___ Dataset excerpts

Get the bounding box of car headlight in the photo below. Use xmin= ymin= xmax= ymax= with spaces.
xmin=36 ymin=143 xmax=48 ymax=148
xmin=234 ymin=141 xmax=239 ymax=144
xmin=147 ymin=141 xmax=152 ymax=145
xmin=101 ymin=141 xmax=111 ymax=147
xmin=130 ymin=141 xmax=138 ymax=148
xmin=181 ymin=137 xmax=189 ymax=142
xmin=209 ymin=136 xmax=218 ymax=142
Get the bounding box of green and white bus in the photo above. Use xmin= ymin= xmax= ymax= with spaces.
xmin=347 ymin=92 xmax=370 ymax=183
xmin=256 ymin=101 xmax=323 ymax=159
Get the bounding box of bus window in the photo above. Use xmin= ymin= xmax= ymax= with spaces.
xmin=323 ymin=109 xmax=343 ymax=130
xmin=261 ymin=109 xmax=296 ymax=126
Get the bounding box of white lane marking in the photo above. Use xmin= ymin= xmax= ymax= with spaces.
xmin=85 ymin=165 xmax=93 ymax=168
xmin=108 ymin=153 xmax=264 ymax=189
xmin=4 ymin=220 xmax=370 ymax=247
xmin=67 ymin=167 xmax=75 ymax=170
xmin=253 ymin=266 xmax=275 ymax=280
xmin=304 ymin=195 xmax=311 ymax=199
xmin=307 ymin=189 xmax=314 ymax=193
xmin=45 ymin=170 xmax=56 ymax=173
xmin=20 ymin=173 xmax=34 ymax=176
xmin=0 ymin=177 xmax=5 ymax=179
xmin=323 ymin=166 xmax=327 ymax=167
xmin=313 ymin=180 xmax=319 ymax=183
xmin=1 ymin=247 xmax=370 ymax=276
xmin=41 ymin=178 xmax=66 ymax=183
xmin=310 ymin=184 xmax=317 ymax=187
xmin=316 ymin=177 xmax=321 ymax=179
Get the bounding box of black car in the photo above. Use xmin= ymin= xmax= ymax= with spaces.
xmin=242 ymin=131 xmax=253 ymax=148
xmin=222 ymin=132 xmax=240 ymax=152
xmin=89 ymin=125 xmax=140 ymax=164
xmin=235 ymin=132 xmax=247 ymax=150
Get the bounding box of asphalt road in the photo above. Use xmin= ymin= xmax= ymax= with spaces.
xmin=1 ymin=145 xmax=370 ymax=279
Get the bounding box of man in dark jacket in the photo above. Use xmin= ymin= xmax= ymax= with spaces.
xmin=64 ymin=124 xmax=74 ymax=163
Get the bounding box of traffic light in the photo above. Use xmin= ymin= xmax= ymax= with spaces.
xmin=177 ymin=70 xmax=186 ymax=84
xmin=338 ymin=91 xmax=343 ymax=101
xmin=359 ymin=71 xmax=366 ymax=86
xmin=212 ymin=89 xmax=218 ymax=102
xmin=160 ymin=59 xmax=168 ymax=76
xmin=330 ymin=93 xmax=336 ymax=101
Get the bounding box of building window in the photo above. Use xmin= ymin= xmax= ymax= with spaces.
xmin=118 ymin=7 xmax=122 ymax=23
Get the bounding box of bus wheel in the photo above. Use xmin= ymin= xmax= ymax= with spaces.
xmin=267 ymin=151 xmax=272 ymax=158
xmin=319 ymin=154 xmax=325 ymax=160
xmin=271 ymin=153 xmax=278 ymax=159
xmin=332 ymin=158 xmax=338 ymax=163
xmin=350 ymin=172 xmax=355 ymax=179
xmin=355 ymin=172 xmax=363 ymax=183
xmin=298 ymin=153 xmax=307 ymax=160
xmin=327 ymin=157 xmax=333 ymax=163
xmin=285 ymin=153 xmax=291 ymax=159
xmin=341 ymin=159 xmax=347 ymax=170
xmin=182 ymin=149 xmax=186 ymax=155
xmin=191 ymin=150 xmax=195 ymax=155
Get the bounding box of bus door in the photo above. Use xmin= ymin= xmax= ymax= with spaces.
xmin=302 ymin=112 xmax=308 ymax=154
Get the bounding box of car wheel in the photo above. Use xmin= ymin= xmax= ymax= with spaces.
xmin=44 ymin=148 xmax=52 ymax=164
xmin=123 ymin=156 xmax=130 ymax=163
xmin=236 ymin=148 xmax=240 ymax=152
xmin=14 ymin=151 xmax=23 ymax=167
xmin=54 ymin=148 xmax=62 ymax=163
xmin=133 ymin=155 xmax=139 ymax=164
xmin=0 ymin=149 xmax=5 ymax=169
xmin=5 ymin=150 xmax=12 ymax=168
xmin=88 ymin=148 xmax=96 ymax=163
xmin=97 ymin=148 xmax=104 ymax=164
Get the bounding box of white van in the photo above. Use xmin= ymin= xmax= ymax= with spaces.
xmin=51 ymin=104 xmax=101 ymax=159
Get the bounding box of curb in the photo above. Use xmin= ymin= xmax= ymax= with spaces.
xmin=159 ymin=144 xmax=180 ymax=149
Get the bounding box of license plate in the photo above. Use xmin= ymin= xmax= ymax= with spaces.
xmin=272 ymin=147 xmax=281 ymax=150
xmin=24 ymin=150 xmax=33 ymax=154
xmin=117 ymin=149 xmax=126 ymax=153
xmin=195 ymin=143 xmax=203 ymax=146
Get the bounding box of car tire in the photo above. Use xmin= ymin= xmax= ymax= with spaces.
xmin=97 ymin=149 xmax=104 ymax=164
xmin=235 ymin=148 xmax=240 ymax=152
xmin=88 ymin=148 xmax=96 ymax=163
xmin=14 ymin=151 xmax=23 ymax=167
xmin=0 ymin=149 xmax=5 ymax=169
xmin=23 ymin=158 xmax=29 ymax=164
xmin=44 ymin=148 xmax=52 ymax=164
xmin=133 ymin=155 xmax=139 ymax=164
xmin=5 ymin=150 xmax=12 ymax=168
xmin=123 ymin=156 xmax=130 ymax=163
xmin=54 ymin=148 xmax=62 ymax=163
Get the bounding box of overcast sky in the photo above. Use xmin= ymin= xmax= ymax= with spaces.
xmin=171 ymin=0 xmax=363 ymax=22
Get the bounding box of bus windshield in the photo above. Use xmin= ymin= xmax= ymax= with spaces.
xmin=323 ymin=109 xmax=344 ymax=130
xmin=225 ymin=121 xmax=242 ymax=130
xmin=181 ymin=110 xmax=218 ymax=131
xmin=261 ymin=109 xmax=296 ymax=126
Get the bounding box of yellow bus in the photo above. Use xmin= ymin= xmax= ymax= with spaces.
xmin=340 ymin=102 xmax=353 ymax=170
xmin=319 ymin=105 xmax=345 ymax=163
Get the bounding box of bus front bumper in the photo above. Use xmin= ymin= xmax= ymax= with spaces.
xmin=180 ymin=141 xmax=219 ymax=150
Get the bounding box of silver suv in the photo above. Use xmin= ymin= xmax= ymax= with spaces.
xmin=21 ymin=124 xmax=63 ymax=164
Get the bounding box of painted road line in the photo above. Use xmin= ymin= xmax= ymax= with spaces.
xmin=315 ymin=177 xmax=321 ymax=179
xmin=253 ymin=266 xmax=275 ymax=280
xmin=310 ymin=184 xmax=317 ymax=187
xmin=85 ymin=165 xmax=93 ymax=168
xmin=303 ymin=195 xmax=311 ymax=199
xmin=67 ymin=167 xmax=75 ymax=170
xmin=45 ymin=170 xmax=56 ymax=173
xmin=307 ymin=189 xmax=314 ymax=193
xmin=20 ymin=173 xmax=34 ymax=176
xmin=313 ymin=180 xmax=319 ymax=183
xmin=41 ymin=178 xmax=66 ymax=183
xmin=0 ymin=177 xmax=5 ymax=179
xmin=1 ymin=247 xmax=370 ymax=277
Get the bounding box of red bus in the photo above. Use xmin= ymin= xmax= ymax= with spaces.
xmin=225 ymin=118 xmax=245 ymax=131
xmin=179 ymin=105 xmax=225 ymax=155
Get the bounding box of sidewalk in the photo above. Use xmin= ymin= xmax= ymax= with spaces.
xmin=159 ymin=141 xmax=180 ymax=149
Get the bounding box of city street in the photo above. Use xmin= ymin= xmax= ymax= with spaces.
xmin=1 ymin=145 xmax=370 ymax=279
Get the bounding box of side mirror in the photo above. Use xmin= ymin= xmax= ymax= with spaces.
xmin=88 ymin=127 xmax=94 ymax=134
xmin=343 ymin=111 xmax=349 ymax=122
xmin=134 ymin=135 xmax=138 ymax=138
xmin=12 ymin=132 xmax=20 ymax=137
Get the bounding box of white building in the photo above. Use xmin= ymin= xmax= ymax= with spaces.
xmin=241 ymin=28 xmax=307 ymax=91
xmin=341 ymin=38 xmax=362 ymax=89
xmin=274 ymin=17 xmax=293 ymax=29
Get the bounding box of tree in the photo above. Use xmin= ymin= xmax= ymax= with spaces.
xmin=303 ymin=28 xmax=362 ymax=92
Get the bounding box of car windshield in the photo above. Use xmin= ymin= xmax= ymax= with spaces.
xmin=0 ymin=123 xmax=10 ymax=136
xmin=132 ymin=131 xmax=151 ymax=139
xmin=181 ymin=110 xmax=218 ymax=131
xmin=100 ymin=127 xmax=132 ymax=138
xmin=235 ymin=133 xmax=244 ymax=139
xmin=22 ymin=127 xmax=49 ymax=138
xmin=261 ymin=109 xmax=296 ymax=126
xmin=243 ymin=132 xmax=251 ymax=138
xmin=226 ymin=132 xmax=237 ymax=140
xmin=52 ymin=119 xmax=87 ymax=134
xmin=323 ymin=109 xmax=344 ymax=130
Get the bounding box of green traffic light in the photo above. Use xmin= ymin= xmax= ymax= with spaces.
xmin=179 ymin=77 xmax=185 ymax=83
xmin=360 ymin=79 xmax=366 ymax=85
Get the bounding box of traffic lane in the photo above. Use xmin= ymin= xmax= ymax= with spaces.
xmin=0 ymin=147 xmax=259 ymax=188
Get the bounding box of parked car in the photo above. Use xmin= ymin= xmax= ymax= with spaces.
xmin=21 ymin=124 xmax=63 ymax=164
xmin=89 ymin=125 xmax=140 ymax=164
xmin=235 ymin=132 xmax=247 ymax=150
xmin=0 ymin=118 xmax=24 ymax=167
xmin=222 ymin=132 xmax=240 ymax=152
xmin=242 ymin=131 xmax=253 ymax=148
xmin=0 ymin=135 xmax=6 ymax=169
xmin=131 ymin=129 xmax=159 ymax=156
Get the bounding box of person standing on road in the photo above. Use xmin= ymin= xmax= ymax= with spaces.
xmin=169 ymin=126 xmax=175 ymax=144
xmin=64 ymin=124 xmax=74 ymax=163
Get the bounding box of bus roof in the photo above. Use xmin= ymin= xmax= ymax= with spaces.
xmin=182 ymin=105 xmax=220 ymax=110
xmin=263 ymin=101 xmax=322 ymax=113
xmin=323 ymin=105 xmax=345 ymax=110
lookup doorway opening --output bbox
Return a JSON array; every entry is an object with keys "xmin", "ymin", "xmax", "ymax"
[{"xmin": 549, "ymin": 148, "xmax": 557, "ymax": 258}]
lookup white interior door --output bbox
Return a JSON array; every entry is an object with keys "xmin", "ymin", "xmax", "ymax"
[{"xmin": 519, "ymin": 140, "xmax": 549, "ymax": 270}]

______

### [What you are asked to do]
From the material above, copy every line that has the word "lookup" in it.

### [Completed exercise]
lookup doorway opening --output bbox
lookup white interior door --output bbox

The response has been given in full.